[Data items]
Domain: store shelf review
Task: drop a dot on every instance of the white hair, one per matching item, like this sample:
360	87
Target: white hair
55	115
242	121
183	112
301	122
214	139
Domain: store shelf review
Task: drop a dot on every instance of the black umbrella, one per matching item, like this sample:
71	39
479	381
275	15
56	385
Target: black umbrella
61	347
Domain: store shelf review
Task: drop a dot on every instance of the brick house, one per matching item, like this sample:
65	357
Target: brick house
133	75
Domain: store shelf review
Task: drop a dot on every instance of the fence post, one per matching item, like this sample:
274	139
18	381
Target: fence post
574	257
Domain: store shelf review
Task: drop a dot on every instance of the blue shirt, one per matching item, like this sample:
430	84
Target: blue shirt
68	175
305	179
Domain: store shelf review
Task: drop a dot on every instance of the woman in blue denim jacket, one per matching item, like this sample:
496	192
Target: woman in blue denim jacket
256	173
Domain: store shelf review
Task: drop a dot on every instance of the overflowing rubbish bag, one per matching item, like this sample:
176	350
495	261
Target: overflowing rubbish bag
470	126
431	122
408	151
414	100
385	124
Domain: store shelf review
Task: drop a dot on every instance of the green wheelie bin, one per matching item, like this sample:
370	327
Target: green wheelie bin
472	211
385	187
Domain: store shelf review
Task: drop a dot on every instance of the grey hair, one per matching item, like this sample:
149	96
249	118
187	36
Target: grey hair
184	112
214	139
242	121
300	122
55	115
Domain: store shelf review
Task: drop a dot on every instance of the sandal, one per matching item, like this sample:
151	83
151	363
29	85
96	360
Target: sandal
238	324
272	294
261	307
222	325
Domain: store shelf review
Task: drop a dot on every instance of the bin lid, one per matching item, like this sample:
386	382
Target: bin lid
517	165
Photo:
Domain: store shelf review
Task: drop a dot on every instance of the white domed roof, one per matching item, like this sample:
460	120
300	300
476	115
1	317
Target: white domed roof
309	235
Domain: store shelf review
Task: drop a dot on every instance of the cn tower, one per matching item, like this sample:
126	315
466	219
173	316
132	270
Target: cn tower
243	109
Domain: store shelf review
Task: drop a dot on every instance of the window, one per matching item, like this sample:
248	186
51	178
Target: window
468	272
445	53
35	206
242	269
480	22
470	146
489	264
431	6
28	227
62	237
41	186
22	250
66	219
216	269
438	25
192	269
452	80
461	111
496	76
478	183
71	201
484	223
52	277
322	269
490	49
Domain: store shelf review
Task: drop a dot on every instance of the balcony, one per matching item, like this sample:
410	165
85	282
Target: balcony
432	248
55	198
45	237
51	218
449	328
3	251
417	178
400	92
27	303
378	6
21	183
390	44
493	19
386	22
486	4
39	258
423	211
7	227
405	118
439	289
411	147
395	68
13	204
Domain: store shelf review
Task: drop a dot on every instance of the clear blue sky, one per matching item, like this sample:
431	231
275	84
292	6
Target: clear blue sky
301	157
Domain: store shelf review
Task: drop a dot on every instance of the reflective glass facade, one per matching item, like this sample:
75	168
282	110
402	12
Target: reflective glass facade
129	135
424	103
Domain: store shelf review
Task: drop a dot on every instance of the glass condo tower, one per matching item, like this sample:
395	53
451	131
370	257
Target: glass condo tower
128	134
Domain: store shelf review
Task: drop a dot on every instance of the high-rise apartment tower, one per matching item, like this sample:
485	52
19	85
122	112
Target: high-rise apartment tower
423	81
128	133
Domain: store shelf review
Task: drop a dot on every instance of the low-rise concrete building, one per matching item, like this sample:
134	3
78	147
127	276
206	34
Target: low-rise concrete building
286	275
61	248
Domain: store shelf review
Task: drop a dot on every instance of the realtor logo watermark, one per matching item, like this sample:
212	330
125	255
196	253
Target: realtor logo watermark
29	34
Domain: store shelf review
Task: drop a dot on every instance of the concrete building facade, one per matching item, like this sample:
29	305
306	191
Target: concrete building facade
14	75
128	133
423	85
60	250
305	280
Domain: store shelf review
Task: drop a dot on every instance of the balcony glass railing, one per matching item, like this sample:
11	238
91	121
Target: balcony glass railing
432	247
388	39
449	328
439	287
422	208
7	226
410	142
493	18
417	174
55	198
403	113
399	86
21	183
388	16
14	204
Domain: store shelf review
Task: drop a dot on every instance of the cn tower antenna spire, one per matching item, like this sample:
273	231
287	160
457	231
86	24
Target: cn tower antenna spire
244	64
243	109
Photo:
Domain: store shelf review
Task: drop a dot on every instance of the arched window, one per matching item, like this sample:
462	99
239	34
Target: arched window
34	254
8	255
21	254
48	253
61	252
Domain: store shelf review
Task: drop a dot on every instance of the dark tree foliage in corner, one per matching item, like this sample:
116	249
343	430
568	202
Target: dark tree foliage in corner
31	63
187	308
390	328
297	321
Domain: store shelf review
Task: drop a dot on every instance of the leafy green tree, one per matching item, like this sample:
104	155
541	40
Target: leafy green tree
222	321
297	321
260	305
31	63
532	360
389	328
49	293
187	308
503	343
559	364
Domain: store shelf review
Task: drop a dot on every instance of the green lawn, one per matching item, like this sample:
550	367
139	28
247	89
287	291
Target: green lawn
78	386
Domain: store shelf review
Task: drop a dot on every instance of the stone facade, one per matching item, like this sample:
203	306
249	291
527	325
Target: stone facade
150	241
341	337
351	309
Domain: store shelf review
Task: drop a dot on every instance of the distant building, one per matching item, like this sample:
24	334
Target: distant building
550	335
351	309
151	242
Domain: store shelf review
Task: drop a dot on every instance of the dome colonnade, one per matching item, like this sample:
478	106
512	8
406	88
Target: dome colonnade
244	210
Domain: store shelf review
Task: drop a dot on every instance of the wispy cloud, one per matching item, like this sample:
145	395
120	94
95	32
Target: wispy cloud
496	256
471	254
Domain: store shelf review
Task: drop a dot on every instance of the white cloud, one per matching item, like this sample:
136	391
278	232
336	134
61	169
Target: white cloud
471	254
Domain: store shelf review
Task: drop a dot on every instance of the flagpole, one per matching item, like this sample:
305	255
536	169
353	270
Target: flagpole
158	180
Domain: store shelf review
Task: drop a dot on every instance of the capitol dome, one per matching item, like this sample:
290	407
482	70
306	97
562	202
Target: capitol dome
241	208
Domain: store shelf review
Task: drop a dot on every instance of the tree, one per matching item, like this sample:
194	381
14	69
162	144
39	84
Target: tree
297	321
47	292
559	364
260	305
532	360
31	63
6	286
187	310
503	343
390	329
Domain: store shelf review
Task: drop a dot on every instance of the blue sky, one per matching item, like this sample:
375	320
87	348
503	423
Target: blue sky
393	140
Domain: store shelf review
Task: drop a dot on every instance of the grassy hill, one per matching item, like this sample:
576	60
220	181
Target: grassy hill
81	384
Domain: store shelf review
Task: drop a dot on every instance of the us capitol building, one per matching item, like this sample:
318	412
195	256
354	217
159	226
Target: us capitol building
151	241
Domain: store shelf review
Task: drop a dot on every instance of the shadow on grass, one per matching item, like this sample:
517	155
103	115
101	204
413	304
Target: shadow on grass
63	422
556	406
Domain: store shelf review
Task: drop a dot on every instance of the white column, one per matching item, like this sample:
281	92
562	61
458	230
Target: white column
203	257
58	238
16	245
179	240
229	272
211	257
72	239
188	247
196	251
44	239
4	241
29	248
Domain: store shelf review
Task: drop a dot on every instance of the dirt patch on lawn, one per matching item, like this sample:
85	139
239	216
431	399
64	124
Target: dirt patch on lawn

Assignment:
Print the records above exactly as written.

Written response:
Domain: store shelf review
Task: drop a dot on every instance of the white hair, one per matching item, like this sample:
360	87
Target: white hair
55	115
242	121
183	112
301	122
214	139
Domain: store shelf review
Task: drop a dot on every instance of the black umbrella, one per matching item, like this sample:
71	39
479	381
275	15
56	385
Target: black umbrella
61	347
Domain: store shelf review
Task: drop a dot on every instance of the brick house, one per matching item, like this sample:
65	357
Target: brick house
133	75
Domain: store shelf review
Task: drop a dot on every instance of the fence post, one per matching item, like this sample:
274	139
18	381
Target: fence post
574	257
Domain: store shelf review
Task: drop a dot on every instance of the blue shirt, one per matching item, like this sample:
430	84
Target: blue shirt
68	175
305	179
Domain: store shelf review
Task: drop a dot on every instance of the woman in blue denim jacket, one per matching item, like this sample:
496	192
Target: woman in blue denim jacket
256	173
Domain: store shelf review
Task: drop a dot on every instance of the overflowing rubbish bag, one per matching item, like this sample:
176	350
495	261
Target: overflowing rubbish bag
470	126
431	122
408	151
414	100
385	124
Domain: store shelf review
Task: drop a dot on every instance of the green wheelie bin, one per matching item, like this sample:
370	327
Target: green wheelie bin
472	211
385	187
Domain: store shelf review
Task: drop a dot on every instance of the grey hair, one per matching item, like this sample:
149	96
249	118
187	36
Target: grey hair
184	112
214	139
242	121
300	122
55	115
Domain: store shelf review
Task: drop a dot on every instance of the sandal, one per matching item, like this sample:
151	83
151	363
29	85
96	360
Target: sandal
238	324
272	294
261	307
222	325
Domain: store shelf review
Task: drop a dot on every instance of the bin lid, one per matching item, like this sample:
386	382
Target: bin lid
517	165
Photo:
Domain: store shelf review
Task: drop a dot on every instance of the white domed roof, one per matching item, like this sample:
460	120
300	300
476	115
1	317
Target: white domed roof
309	235
Domain: store shelf review
Task: drop a dot on every instance of the cn tower, one per matching item, like this sample:
126	315
466	219
173	316
132	270
Target: cn tower
243	109
Domain: store shelf review
Task: drop a dot on every instance of the window, one per matching item, like this sample:
248	186
51	178
Target: window
468	272
445	53
35	206
242	269
480	22
470	146
489	264
431	6
28	227
62	237
41	186
22	250
66	219
216	269
438	25
192	269
452	80
461	111
496	76
478	183
71	201
484	223
52	277
322	269
490	49
Domain: store shelf review
Task: drop a dot on every instance of the balcony, one per matching item, like this sample:
410	165
85	282
Target: balcony
432	248
55	198
45	237
51	218
449	328
3	251
417	178
400	92
27	303
378	6
21	183
390	44
493	19
386	22
486	4
39	258
423	211
7	227
405	118
439	289
411	147
395	68
13	204
Domain: store shelf review
Task: drop a dot on every instance of the clear blue sky, one per matching item, like this sample:
431	231
275	84
292	6
Target: clear blue sky
301	157
Domain: store shelf review
Task: drop a dot on every instance of the reflective glass facade, one per matching item, like this sample:
75	168
282	110
402	12
Target: reflective glass facade
129	135
424	103
Domain: store shelf review
Task: drop a dot on every instance of the glass condo tower, one per matching item, like this sample:
395	53
451	131
370	257
Target: glass condo tower
128	134
Domain: store shelf review
Task: drop a dot on every instance of the high-rise apartment tower, one per matching item, like this sample:
485	52
19	85
122	112
Target: high-rise apartment tower
423	81
128	133
Domain: store shelf review
Task: drop a dot on every instance of the low-rise concrete building, one per matching item, like this sample:
134	3
78	147
127	276
206	34
Target: low-rise concrete building
286	275
61	248
Domain: store shelf review
Task: drop a dot on every instance of the realtor logo watermark, one per matching item, like this sample:
212	330
125	255
196	253
Target: realtor logo watermark
29	34
Domain: store shelf review
Task: drop a dot on every instance of the concrete building facade, one per matching item, like this sample:
29	305
306	191
Target: concrete building facade
14	75
128	133
423	85
60	250
305	280
Domain: store shelf review
Task: drop a dot on every instance of the balcony glass railing, one per matching item, like this sample:
11	238
91	121
Target: balcony glass railing
432	247
388	39
449	328
439	287
422	208
7	226
410	142
493	18
417	174
55	198
403	113
399	86
21	183
388	16
14	204
Domain: store shelf review
Task: drop a dot on every instance of the cn tower antenna spire, one per matching item, like this sample:
273	231
287	160
457	231
86	24
Target: cn tower antenna spire
244	64
243	109
Photo:
Domain: store shelf review
Task: drop a dot on every instance of the arched window, one per matching item, like this sample:
462	99
239	34
Target: arched window
34	254
8	255
21	254
48	253
61	252
Domain: store shelf review
Task: drop a dot on every instance of the dark tree foliage in corner, one per matching item, like this sample:
116	249
343	430
568	202
Target: dark tree foliage in corner
31	63
187	308
390	328
297	321
Domain: store shelf review
Task: drop a dot on every instance of the leafy green tree, one per matching item, like this sample:
104	155
541	40
Target: leafy green tree
222	321
297	321
260	305
31	63
532	360
389	328
49	293
187	308
503	343
559	364
Domain: store shelf review
Task: drop a dot on every instance of the green lawn, one per matching item, like this sample:
550	367
139	28
247	89
287	291
Target: green lawn
78	386
Domain: store shelf review
Task: drop a dot on every instance of the stone facade, one per matching item, like this sample:
203	306
249	291
527	325
Target: stone facade
150	241
341	337
351	309
Domain: store shelf review
Task: drop a dot on every instance of the distant building, one per matching item, like this sample:
24	334
Target: distant building
550	335
351	309
151	242
Domain: store shelf review
Task: drop a dot on every instance of the dome colonnade, one per matching item, like this sample:
478	106
512	8
406	88
Target: dome colonnade
244	210
Domain: store shelf review
Task: drop a dot on every instance of the wispy cloud, one per matching item, like this sample:
145	395
120	94
95	32
Target: wispy cloud
496	256
471	254
Domain: store shelf review
Task: drop a dot on every instance of the white cloud, one per matching item, like this sample:
136	391
278	232
336	134
61	169
Target: white cloud
471	254
Domain: store shelf review
Task: drop a dot on every instance of the flagpole, one per matching item, like this sample:
305	255
536	169
353	270
Target: flagpole
158	180
Domain: store shelf review
Task: drop a dot on every instance of the capitol dome, one per matching item, like this sample:
290	407
482	70
306	97
562	202
Target: capitol dome
241	208
Domain: store shelf review
Task: drop a dot on every instance of the tree, one per matching item, like this sample:
194	381
14	69
162	144
39	84
Target: tree
297	321
47	292
559	364
260	305
532	360
31	63
6	286
187	310
503	343
390	329
Domain: store shelf review
Task: drop a dot on every instance of the blue sky, one per matching item, like this sample:
375	320
87	348
503	423
Target: blue sky
393	140
Domain: store shelf review
Task: drop a dot on every instance of the grassy hill, one per matching item, like this sample:
576	60
220	181
Target: grassy hill
81	384
Domain: store shelf review
Task: drop a dot on every instance of the us capitol building, one per matching item, like this sample:
318	412
195	256
354	217
159	226
Target: us capitol building
151	241
Domain: store shelf review
Task: drop a dot on every instance of the shadow on grass, one per matching item, like this sample:
517	155
103	115
101	204
413	304
Target: shadow on grass
63	422
556	406
Domain: store shelf review
Task: drop a dot on every instance of the white column, one per matching item, like this sample:
281	92
562	61
458	230
Target: white column
203	257
58	238
16	245
179	240
229	272
211	257
72	239
188	247
196	251
44	239
4	241
29	248
Domain: store shelf review
Task: drop a dot on every instance of the dirt patch on lawn, one per matching item, like this sample:
85	139
239	216
431	399
64	124
Target: dirt patch on lawn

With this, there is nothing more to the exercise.